== Page text ==
* * * * *
In Peoples Temple, anyone could belong and anyone was welcome to live in God’s love, light and acceptance. Members worked together to realize Matthew 25:35-40, offering food, shelter, and care for all those in need. They protested injustice, fought for civil rights, lived and breathed a greater good. Jones met each member the way they needed to be met, and as he gradually claimed his place as a God beyond their grasp, slowly perverting their purpose, many of his children reached for each other.
Sometimes you see yourself in the wry skepticism of one survivor’s account, in the raw belief of another’s, and in the ones caught in between. Sometimes you don’t see yourself at all, and that’s when you realize the sheer depth and the impossible scope of what they were up against.
It could happen to me, it could happen to you—
It could happen to me because I am not you.
* * * * *
== Excerpted data ==
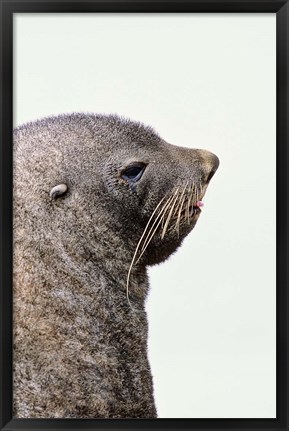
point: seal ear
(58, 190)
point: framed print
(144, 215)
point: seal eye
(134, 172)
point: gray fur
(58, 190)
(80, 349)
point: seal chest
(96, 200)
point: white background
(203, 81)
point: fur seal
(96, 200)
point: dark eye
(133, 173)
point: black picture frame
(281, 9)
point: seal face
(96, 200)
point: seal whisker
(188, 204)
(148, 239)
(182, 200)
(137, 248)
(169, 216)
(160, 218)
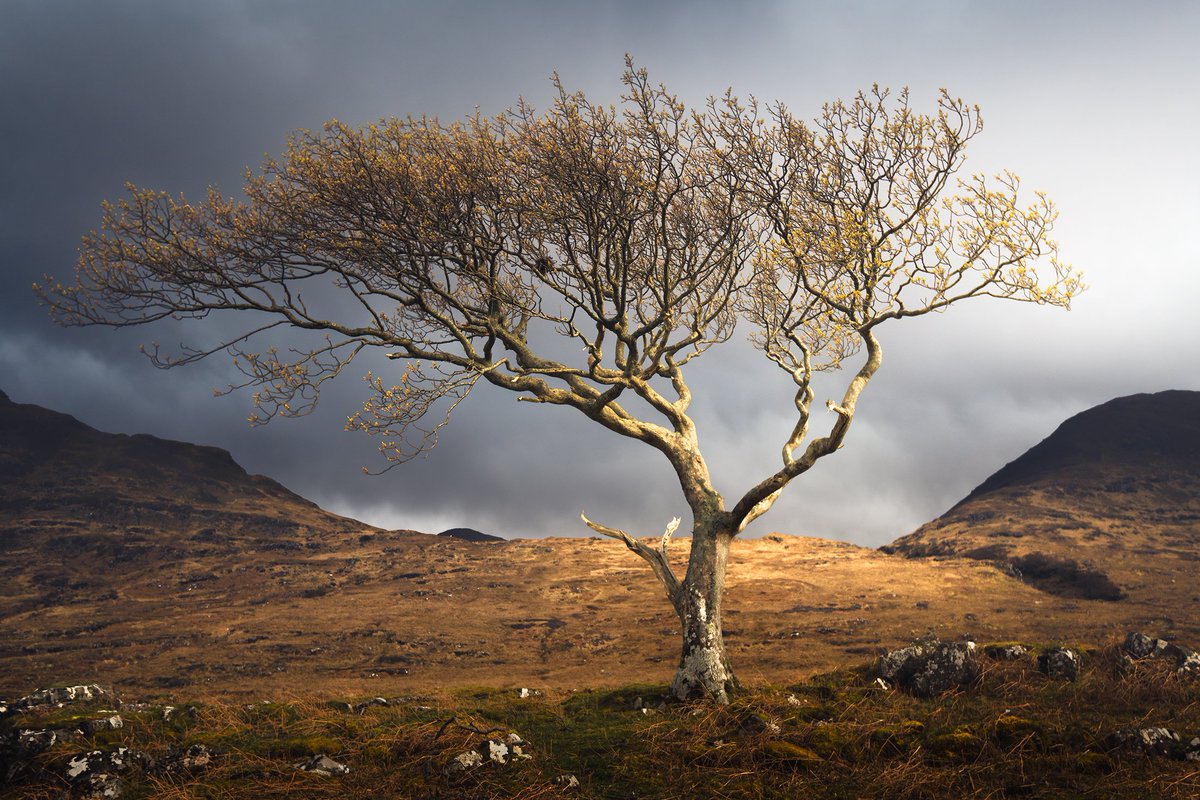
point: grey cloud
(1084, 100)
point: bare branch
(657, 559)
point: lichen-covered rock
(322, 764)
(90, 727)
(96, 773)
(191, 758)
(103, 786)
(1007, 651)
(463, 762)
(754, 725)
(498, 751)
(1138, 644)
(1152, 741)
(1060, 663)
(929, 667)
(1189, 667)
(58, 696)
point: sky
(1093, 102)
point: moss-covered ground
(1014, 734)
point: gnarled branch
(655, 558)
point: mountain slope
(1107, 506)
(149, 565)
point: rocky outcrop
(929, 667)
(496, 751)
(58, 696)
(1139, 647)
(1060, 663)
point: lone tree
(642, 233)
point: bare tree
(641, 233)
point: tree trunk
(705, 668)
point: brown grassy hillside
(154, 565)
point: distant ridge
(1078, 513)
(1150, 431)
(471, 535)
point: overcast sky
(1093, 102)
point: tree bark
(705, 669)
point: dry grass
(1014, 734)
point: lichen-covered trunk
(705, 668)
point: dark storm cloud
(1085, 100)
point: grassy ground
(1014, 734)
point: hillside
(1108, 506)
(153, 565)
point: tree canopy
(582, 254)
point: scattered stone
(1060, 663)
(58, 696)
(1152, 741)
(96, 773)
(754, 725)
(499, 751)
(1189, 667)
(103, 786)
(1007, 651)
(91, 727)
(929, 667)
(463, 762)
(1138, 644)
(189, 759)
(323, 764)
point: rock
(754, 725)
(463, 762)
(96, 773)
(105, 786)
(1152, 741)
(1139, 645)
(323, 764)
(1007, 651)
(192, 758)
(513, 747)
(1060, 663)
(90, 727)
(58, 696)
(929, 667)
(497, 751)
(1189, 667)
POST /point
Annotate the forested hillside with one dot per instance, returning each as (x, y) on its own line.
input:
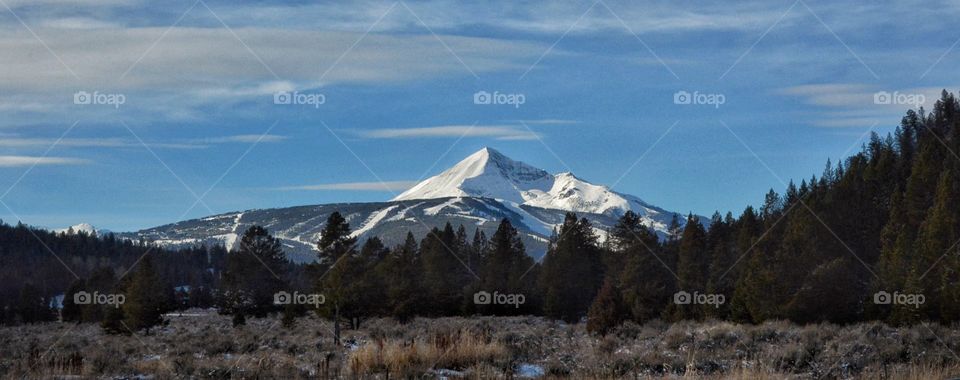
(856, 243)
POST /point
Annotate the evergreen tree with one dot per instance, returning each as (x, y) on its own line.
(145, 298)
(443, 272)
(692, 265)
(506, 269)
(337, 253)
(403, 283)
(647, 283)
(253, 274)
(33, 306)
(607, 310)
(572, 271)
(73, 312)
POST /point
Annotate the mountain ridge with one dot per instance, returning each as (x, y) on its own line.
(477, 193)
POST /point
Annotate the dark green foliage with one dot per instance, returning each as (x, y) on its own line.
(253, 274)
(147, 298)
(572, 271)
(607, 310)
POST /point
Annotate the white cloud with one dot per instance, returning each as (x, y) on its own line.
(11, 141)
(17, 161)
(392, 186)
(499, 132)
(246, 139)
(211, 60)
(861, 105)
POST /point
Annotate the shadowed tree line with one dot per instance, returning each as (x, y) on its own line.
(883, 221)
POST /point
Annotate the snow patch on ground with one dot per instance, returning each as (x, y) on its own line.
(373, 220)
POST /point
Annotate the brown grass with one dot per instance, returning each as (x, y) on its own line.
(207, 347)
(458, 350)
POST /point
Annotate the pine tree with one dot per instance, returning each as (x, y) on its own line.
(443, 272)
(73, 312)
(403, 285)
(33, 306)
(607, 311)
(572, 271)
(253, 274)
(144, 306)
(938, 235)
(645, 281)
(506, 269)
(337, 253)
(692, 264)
* * * * *
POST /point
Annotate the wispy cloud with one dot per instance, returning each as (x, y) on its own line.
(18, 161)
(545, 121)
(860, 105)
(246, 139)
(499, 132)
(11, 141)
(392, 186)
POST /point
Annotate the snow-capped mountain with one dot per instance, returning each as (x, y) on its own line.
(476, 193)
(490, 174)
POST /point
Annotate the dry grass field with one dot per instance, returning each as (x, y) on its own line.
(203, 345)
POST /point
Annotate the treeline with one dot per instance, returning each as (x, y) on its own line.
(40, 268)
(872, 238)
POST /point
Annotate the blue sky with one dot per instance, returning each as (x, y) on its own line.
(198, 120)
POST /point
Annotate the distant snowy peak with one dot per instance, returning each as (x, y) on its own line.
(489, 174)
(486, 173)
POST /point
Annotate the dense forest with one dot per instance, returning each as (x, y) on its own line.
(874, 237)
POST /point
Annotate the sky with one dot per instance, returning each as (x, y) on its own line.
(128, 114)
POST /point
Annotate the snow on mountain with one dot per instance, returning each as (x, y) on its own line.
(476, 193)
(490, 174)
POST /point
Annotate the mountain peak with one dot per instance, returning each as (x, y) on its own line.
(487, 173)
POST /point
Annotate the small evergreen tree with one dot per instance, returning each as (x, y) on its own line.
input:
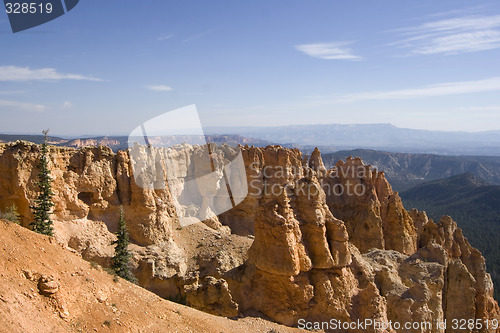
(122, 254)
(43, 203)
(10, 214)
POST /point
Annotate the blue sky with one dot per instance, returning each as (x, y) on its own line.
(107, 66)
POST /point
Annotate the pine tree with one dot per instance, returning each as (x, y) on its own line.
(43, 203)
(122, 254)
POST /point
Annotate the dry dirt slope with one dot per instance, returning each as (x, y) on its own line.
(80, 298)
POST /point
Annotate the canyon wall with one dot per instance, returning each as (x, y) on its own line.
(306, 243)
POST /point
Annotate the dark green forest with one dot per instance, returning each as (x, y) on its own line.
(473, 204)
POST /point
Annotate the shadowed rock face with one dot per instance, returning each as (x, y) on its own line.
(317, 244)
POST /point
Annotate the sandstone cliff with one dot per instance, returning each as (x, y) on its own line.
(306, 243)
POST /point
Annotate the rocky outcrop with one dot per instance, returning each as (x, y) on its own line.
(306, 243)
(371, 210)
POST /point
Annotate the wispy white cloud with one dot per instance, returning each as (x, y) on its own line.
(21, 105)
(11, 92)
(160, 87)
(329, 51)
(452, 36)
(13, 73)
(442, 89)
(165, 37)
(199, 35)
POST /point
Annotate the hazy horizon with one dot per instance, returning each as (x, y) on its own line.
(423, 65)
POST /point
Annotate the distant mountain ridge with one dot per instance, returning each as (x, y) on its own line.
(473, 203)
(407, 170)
* * * * *
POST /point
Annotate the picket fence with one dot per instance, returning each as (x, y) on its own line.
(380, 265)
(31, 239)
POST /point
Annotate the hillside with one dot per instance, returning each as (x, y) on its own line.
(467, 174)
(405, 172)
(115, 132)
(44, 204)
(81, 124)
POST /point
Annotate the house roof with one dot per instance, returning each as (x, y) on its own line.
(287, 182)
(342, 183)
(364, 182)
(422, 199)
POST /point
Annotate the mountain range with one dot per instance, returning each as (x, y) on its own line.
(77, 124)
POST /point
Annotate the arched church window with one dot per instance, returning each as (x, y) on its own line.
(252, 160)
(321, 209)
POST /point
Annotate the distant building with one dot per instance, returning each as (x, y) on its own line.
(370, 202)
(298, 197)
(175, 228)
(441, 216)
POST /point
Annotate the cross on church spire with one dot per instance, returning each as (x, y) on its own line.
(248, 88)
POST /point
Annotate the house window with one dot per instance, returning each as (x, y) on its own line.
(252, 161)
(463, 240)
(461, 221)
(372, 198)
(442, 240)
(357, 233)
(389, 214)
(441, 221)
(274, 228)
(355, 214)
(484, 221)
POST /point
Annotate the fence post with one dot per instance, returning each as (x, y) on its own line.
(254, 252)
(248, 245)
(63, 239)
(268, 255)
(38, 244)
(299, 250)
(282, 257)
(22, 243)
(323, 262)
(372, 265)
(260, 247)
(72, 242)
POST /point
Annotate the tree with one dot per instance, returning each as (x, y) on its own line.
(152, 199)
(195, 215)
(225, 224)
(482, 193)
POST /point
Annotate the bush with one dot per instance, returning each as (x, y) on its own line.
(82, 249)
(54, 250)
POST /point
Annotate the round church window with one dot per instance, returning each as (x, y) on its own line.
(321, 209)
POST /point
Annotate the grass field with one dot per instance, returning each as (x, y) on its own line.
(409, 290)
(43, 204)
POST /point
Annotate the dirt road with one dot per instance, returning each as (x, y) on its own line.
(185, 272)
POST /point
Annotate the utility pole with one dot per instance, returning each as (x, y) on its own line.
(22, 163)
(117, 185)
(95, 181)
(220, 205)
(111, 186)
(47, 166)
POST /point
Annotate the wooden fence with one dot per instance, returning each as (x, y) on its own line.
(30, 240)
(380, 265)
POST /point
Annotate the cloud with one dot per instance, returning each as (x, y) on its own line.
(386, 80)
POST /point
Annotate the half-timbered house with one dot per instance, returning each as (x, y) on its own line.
* * * * *
== To do ==
**1)** Answer these questions about the Peoples Temple passage:
(a) Which Bible passage did members work together to realize?
(b) What did members offer to all those in need?
(c) According to the passage, what do you realize when you don't see yourself at all?
**2)** Extend the Peoples Temple passage, starting after its last line, "It could happen to me because I am not you."

== Outputs for the tasks ==
**1)**
(a) Matthew 25:35-40
(b) Food, shelter, and care
(c) The sheer depth and the impossible scope of what they were up against

**2)**
You’re confronted by the insidiousness of the duality, the contradictions and complexities of a community that hurts you less than the world outside it, and keeps you warm inside the pain it causes you.
And who wouldn’t bear it?
They thought they’d make heaven on earth.
***
In 2003, 25 years After, Laura Johnston-Kohl, Jonestown survivor, sits for an interview with NPR. Host Melissa Block plays the testimonies of the long dead promising to lay down their lives in the name of Jim Jones.
She asks Laura to explain it.
I just loved being in Guyana . . . I really loved it, Laura cries.
I have to tell you, Block replies, it’s hard to reconcile those two things: your love for this place and this time, with the knowledge of what happened which was both suicide and murder.
Laura has not adequately explained it.
Finally, she offers what feels an almost perfunctory statement about how important it is not to give yourself so wholly to someone else.
It’s not enough.
I wonder, Block says, if there may be people listening to this who would say the time for that knowledge would have been well before November 18th, 1978. That it was very clear where this was headed.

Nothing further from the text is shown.